JOBS:
a) Render this sentence from the passage on the Pathivara cable car complaint into Spanish: "By December 2025, over 10,000 trees had been felled in habitats of endangered species, while protestors have faced violent repression by the police."
b) Transcribe everything from "Following Indigenous People’s" down to "the past decade." in the passage on the Pathivara cable car complaint.

====== DOCUMENT SEGMENT

Following Indigenous People’s resistance, the Compliance Advisory Ombudsman (CAO) – the accountability mechanism for the International Finance Corporation’s (IFC), the World Bank’s private sector arm – is investigating the IFC’s role in supporting the Pathivara cable car project in Mukkumlung, a sacred site in the Himalayas, Nepal. The project’s developer, IME Group, received advisory support from the IFC between 2022 and 2024, and investments of over $50 million plus $500 million in trade finance guarantees over the past decade.
In August 2025, Indigenous leaders filed a complaint to the CAO, claiming the IFC failed to ensure that IME Group complied with IFC’s Performance Standards, since it did not perform a formal Environmental Impact Assessment, despite the high social and environmental impacts of the project. By December 2025, over 10,000 trees had been felled in habitats of endangered species, while protestors have faced violent repression by the police. While the IFC only made its involvement public in July 2024, when it exited the project, it continues to invest in Global IME Bank, which is part of the IME Group.

============
====== RECORD LIST

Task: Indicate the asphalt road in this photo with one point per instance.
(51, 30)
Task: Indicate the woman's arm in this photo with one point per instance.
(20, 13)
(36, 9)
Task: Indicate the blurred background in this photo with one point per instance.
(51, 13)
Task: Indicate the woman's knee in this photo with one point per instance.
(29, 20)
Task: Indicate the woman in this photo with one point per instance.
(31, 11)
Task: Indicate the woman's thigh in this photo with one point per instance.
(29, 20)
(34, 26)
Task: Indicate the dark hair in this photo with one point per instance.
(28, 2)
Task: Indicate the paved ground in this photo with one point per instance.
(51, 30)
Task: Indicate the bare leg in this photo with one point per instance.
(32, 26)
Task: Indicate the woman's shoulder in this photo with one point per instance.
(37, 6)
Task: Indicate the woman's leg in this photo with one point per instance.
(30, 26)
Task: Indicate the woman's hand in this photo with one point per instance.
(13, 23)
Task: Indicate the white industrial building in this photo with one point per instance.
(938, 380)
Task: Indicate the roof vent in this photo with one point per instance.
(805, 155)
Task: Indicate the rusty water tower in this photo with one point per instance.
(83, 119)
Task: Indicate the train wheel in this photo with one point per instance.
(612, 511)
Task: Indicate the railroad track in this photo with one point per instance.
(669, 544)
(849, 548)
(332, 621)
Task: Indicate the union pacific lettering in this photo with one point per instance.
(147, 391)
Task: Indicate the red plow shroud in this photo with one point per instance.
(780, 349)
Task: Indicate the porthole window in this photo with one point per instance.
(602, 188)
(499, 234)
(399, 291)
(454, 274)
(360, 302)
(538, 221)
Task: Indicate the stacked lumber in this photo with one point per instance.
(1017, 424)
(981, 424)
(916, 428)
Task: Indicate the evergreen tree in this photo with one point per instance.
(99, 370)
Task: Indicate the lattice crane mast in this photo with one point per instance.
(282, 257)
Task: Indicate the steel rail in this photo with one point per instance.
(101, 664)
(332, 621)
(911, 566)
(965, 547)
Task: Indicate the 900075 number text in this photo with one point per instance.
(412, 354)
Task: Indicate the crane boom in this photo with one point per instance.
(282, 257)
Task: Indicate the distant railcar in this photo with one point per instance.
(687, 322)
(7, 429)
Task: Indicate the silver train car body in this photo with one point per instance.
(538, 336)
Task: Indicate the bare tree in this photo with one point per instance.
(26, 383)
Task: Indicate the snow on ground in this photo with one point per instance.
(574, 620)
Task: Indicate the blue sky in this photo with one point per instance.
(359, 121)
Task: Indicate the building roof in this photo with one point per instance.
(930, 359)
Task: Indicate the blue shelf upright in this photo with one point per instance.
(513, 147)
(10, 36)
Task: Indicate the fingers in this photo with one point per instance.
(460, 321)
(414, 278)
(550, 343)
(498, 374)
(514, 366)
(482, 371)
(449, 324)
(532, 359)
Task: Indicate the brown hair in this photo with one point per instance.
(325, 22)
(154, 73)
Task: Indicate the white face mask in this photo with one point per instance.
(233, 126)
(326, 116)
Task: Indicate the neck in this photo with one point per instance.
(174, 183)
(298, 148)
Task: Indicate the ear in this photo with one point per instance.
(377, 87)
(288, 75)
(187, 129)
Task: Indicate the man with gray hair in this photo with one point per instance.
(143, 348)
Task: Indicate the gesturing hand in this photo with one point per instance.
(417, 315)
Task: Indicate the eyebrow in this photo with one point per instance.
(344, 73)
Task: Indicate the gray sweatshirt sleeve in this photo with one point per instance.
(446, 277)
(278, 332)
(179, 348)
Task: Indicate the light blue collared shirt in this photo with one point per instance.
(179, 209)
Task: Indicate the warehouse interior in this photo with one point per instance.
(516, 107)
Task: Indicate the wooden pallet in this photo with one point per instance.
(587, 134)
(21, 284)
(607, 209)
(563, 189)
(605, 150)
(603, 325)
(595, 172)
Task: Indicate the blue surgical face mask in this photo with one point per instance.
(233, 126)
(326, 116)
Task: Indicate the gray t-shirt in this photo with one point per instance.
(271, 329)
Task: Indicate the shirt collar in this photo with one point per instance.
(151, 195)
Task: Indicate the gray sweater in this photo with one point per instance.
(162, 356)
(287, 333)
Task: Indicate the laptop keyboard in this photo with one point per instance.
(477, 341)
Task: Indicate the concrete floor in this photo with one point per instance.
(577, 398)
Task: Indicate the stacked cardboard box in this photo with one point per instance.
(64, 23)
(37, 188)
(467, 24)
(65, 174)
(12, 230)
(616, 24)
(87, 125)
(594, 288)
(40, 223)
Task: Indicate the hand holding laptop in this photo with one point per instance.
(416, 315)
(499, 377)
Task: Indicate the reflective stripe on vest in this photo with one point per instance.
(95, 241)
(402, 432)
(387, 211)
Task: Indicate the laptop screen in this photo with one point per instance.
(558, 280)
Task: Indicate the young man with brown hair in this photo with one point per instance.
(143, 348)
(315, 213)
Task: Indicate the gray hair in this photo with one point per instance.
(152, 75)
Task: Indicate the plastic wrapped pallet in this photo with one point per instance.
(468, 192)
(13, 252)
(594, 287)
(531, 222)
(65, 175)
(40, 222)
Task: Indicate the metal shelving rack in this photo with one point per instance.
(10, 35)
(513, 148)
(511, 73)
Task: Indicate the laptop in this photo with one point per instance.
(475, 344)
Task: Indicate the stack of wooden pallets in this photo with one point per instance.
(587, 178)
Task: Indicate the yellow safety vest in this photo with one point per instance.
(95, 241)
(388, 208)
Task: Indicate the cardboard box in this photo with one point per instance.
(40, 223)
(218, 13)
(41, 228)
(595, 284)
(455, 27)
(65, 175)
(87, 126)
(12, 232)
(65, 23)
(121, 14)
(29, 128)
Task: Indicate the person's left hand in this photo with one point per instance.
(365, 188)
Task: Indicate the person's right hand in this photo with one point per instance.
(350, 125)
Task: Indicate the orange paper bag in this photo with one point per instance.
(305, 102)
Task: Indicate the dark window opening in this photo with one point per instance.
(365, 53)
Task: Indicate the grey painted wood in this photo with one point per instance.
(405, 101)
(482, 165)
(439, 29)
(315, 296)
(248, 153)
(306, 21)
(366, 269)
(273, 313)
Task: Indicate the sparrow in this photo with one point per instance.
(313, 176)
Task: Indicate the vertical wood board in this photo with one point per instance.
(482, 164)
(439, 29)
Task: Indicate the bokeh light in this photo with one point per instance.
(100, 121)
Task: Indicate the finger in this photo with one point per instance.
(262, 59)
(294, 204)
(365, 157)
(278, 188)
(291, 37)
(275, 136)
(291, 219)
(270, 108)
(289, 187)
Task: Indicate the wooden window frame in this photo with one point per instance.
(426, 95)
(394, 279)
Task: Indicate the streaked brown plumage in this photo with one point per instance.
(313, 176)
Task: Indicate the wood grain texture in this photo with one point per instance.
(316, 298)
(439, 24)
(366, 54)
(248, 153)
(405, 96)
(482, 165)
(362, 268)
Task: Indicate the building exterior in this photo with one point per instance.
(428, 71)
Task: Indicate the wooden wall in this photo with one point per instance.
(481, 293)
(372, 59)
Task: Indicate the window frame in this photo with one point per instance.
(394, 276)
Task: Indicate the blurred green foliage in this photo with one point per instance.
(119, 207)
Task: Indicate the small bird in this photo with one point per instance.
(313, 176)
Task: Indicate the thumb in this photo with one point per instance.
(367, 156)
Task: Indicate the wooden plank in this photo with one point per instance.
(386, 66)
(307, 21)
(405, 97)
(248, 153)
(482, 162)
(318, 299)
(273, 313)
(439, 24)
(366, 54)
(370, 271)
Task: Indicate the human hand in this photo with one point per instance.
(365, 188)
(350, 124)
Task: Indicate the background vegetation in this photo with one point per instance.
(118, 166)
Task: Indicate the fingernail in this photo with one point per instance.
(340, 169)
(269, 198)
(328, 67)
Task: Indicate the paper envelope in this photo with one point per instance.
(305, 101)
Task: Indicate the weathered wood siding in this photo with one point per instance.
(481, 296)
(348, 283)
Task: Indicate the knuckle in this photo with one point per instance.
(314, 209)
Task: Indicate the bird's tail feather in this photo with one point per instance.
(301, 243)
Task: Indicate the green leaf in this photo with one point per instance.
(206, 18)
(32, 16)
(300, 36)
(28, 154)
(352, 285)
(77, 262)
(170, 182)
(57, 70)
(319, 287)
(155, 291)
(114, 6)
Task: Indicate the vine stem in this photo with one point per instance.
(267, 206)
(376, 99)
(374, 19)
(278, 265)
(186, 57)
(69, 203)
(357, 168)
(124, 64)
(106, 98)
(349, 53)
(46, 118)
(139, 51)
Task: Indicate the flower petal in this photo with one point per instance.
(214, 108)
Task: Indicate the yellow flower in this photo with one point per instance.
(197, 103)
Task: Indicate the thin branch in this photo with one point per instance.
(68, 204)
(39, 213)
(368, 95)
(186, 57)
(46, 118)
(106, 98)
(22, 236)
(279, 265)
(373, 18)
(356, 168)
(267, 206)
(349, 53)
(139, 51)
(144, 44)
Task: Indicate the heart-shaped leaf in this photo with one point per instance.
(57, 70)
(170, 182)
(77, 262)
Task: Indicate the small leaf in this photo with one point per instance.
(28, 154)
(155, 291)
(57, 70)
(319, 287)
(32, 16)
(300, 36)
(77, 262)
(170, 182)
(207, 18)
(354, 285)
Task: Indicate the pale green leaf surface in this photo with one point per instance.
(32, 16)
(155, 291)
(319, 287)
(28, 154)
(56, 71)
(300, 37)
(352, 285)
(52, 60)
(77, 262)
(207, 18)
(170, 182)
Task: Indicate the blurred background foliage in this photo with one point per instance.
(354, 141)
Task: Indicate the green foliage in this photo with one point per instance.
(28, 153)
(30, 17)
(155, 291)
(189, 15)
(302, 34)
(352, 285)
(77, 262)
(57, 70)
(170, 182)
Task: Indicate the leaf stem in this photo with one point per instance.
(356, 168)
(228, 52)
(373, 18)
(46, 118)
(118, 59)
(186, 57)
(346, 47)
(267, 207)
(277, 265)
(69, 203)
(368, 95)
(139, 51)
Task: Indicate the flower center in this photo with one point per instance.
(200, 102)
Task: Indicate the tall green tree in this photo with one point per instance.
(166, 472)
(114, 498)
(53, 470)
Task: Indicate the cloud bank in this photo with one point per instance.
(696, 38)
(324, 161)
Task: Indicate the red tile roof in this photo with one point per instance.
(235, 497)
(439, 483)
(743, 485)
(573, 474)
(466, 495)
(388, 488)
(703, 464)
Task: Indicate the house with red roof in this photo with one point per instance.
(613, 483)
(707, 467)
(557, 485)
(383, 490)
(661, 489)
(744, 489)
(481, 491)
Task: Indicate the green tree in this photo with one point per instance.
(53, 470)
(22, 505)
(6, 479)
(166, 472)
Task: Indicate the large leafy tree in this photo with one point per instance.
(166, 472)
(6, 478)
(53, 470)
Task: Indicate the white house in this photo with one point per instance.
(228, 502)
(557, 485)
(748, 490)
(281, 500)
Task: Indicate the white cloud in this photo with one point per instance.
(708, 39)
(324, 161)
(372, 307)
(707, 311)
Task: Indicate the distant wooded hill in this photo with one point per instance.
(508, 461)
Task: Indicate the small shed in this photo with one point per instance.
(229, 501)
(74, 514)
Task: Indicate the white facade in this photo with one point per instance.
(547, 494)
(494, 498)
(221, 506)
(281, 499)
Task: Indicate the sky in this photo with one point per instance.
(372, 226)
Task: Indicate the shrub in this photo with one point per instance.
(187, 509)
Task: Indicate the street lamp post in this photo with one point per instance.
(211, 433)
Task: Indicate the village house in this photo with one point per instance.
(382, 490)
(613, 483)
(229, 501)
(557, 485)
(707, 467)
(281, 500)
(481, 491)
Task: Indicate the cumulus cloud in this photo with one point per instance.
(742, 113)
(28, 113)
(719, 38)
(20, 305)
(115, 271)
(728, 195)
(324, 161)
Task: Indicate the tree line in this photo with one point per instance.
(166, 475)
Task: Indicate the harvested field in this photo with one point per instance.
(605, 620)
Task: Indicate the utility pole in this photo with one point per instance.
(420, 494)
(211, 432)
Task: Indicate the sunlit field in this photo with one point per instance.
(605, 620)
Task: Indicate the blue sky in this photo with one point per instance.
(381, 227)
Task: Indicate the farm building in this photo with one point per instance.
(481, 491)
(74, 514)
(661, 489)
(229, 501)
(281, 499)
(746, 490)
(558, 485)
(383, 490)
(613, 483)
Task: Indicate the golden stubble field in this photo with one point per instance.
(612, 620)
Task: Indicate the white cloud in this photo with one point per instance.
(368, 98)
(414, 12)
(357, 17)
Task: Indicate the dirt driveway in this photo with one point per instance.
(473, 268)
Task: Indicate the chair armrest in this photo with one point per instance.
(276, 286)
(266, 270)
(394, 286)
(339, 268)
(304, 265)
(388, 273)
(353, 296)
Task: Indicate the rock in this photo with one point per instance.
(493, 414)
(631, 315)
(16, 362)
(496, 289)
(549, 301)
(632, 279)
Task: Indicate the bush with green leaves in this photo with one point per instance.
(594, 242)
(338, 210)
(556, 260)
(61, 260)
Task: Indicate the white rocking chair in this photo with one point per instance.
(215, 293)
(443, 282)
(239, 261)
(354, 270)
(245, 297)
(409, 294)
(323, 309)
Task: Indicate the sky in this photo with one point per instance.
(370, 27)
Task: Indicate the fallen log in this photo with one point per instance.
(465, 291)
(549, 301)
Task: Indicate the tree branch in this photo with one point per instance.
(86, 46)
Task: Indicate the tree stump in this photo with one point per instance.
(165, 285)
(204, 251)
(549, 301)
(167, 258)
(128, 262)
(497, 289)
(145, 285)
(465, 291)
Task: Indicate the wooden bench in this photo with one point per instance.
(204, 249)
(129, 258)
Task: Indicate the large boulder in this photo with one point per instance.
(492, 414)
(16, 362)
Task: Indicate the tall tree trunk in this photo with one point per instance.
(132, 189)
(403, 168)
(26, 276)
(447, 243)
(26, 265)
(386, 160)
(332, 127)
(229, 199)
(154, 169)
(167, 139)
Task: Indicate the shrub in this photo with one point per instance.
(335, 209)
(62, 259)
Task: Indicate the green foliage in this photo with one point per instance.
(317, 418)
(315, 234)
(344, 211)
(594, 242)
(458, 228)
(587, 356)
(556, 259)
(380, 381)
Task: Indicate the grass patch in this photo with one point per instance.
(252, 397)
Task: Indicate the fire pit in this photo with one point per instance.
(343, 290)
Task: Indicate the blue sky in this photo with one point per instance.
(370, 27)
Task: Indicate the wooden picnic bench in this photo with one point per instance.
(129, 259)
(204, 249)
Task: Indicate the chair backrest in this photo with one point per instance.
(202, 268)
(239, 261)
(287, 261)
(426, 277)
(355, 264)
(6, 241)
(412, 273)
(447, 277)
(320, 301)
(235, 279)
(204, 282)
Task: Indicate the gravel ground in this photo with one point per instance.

============

ANSWERS BELOW:
a) Para diciembre de 2025, se habían talado más de 10.000 árboles en hábitats de especies en peligro de extinción, mientras que los manifestantes han sufrido una represión violenta por parte de la policía.

b)
Following Indigenous People’s resistance, the Compliance Advisory Ombudsman (CAO) – the accountability mechanism for the International Finance Corporation’s (IFC), the World Bank’s private sector arm – is investigating the IFC’s role in supporting the Pathivara cable car project in Mukkumlung, a sacred site in the Himalayas, Nepal. The project’s developer, IME Group, received advisory support from the IFC between 2022 and 2024, and investments of over $50 million plus $500 million in trade finance guarantees over the past decade.